Pointing and labeling entries:

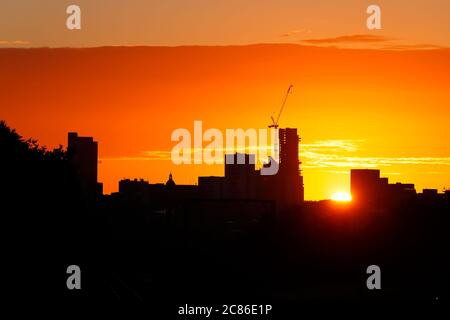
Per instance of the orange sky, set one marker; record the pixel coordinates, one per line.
(40, 23)
(354, 108)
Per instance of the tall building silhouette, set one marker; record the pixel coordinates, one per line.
(290, 180)
(83, 159)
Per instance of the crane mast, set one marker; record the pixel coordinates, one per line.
(275, 121)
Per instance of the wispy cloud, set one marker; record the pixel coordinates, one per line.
(13, 42)
(295, 32)
(335, 155)
(354, 38)
(413, 47)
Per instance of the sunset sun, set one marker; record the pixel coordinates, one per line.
(341, 196)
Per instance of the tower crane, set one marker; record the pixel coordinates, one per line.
(275, 121)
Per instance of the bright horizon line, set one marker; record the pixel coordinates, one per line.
(394, 47)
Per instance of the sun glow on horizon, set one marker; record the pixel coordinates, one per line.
(341, 196)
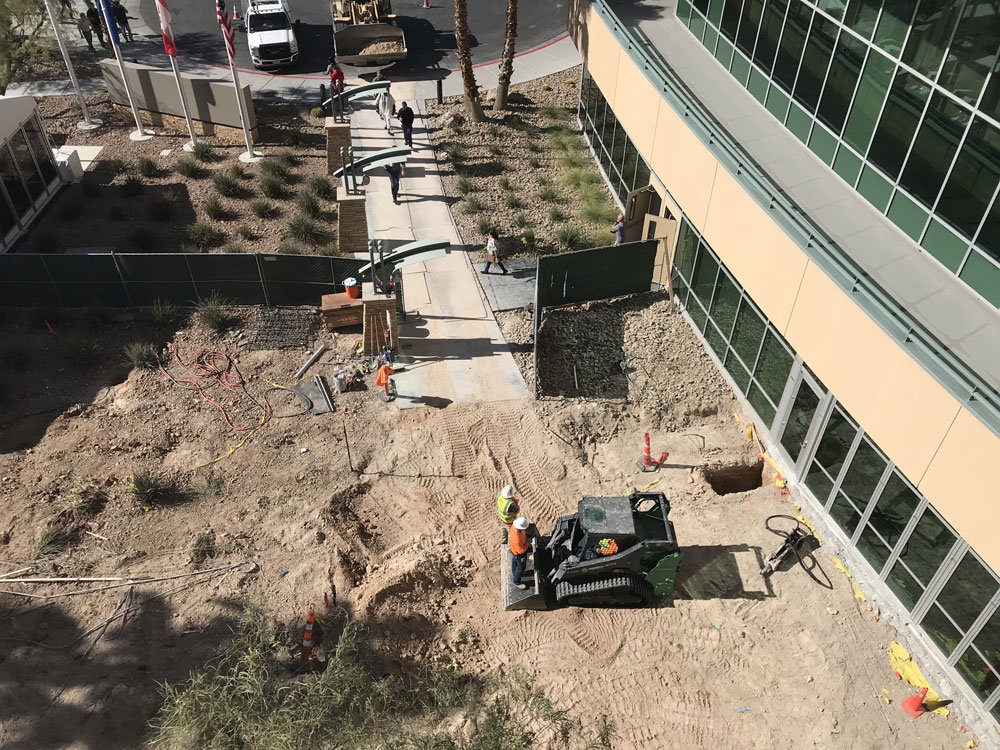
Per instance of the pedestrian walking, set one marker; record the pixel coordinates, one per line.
(493, 252)
(121, 20)
(95, 23)
(405, 116)
(519, 546)
(395, 172)
(385, 105)
(83, 24)
(618, 229)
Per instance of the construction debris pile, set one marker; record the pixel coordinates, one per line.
(636, 348)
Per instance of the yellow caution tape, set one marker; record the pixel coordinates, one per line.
(902, 663)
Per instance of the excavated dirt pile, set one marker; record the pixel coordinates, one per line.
(637, 348)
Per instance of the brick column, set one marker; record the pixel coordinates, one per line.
(352, 224)
(337, 134)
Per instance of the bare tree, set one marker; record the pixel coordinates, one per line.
(507, 61)
(23, 39)
(472, 102)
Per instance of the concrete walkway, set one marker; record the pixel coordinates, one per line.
(451, 342)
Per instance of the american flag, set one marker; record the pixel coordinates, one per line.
(168, 35)
(227, 28)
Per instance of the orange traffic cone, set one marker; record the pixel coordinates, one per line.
(914, 705)
(307, 641)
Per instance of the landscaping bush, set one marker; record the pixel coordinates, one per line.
(204, 236)
(264, 209)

**To be done**
Every line of the data should be copied as it stands, without the images.

**Worked solution**
Per instance of the orange sky, set one marker; record the pixel coordinates, one per line.
(40, 23)
(354, 108)
Per instance of the tall building silhouette, set one marker; record the pixel coordinates, one per line.
(290, 180)
(83, 159)
Per instance of the crane mast, set one marker; record the pixel coordinates, one per line.
(275, 121)
Per instance of the wispy cloud, set one marker; record the pixel coordinates, one per line.
(13, 42)
(295, 32)
(335, 155)
(354, 38)
(413, 47)
Per instance of the sunset sun, set one marker; record the pixel coordinates, one per line.
(341, 196)
Per instance of the tower crane, set one marker; record the pixel coordinates, one per line.
(275, 121)
Per instance of the bright horizon line, set one marker; record the pixel coordinates, one per line.
(394, 47)
Per instance of the sun glow on horizon, set one marker; record the pixel coordinates, one per line.
(341, 196)
Per instance of the pedestrian walking, set one marker; record the pixel coordinates, one per line.
(493, 252)
(121, 20)
(95, 23)
(405, 116)
(519, 546)
(395, 172)
(385, 105)
(83, 24)
(618, 229)
Per instance of the construction debris pile, set one marker; record the pixel coordinates, one per line.
(636, 348)
Per instance of the yellow caution tape, set one marker; record the pixel coordinates, one per line.
(902, 663)
Per instance of the excavated dirt pile, set one marker; record the pixel coordinates, one per line.
(637, 348)
Per instance of the brick column, set one marker; record the pixel coordinates, one per line.
(352, 224)
(337, 134)
Per instance of the bare tree, set one marker; record the pixel coordinates, one per line.
(507, 61)
(23, 39)
(472, 102)
Per instance of the concrete walkway, set one marker; record the pixel coordinates, one per line.
(451, 342)
Per instance of the american flag, set one marker; record the pixel coordinates, one per line.
(168, 35)
(227, 28)
Per instance of the orange traffic cone, set one marker; record the pixel coordinates, one per line.
(914, 705)
(307, 641)
Per instance of the landscaping bush, set one marker; record the pixel coordinates, one per line.
(204, 236)
(264, 209)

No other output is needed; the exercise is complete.